◆ SUPPLIED PASSAGE:
■ ■ ■ ■

I want to show that $\int_{0}^{\infty}\frac{\log x}{x^2+1}dx=0$, but is there a faster method than finding the contour and doing all computations?
Otherwise my idea is to do the substitution $x=e^t$, integral than changes to $\int _{-\infty}^{\infty}\frac{t e^t}{1+e^{2t}}dt$. Next step is to take the contour $-r,r,r+i\pi,-r+i\pi$ and integrate over it...
If you use the substitution $x=1/t$, you can check directly that $$ \int_0^1\frac{\log x}{1+x^2}\,dx=-\int_1^\infty\frac{\log t}{1+t^2}\,dt. $$
Use the substitution $x=\tan\theta$.
$$I=\int_0^{\pi/2} \ln(\tan\theta)\,d\theta=-\int_0^{\pi/2}\ln(\tan\theta)\,d\theta=0$$
Here is a general approach. Consider the integral
$$ F(s) = \int_{0}^{\infty}\frac{x^{s-1}}{1+x^2}=\frac{\pi}{2\sin(s\pi/2)},\quad 0<Re(s)<2. $$
which is the Mellin transform of the function $\frac{1}{1+x^2}$. Now, our integral can be evaluated as
$$ I = \lim_{s\to 1} F'(s) = 0.$$
Note:
To evaluate the above integral, you can use the technique.
$$ F(s)= \int_{0}^{\infty} x^{s-1}f(x)dx \implies F'(s)= \int_{0}^{\infty} x^{s-1}\ln(x)f(x)dx .$$

■ ■ ■ ■

(Segmentation dataset items)
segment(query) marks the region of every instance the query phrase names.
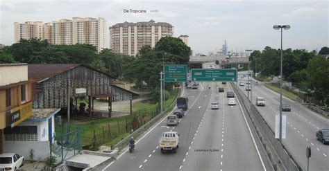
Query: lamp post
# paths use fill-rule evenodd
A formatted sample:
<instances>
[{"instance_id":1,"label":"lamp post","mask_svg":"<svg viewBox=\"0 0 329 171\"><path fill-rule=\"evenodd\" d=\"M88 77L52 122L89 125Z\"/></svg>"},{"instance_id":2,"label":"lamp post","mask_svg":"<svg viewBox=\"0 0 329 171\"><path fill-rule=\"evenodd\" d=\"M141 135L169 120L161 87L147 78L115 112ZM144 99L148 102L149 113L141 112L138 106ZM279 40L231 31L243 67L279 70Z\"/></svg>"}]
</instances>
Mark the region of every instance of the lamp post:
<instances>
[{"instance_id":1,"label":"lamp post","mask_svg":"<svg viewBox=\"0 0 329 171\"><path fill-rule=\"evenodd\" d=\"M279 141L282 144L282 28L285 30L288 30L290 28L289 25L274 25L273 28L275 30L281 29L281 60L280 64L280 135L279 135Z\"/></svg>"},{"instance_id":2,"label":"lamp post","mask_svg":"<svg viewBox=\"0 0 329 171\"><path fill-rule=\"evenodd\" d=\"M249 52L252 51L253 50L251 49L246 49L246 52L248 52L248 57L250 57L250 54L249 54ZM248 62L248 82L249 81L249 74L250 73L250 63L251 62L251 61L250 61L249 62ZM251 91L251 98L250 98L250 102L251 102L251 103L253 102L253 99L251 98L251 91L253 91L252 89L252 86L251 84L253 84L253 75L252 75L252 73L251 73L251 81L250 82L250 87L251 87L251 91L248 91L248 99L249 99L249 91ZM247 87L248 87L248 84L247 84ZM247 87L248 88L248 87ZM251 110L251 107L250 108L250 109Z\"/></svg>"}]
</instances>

■ ■ ■ ■

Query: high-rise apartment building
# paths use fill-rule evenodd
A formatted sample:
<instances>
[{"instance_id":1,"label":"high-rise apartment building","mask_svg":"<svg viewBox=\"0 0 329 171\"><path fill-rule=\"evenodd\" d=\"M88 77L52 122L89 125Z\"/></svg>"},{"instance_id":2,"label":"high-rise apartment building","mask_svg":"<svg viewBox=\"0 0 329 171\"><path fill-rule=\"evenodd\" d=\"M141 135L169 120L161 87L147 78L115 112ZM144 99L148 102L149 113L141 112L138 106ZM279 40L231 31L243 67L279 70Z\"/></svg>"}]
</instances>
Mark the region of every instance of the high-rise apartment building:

■ ■ ■ ■

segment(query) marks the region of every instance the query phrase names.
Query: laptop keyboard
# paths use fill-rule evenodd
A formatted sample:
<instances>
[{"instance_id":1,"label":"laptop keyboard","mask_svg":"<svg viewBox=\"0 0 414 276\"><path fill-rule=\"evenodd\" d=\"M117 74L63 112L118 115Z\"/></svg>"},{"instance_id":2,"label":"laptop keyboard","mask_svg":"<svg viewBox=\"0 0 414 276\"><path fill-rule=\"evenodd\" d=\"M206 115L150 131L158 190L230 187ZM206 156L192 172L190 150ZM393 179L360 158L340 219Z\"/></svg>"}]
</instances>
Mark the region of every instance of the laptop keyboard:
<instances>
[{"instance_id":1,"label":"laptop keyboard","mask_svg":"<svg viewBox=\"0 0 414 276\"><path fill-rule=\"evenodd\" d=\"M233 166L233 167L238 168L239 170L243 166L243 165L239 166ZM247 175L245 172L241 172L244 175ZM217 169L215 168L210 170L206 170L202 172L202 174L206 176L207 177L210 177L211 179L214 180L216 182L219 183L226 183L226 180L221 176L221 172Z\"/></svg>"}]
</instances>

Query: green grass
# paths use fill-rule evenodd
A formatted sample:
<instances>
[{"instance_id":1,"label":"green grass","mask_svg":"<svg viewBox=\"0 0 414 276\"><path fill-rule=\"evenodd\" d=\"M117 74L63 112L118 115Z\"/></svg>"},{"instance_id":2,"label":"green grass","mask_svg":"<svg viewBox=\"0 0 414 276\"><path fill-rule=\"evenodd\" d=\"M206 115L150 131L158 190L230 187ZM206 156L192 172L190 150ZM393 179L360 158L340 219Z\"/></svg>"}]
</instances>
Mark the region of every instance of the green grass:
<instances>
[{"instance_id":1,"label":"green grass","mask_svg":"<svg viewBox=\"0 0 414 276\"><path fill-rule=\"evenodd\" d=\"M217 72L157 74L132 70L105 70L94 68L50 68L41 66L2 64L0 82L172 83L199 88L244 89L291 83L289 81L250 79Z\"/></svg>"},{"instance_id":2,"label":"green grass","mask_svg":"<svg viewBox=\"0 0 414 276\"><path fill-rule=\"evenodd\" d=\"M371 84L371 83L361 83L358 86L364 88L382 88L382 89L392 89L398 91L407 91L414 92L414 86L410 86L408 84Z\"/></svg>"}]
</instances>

■ ■ ■ ■

◆ SET TASKS:
A) In the integral thread, for what range of s is the stated formula for F(s) valid?
B) Explain why, in the general approach of the integral thread, the integral can be found by taking the limit of F'(s) as s tends to 1.
The items play no part in this work and can be left aside.

◆ SOLUTIONS BY TASK:
A) 0 < Re(s) < 2

B) The note states that differentiating F(s) = ∫₀^∞ x^{s−1} f(x) dx gives F'(s) = ∫₀^∞ x^{s−1} ln(x) f(x) dx. With f(x) = 1/(1+x²) and s → 1, this derivative becomes the integral of ln x/(x²+1) from 0 to ∞, so I = lim_{s→1} F'(s).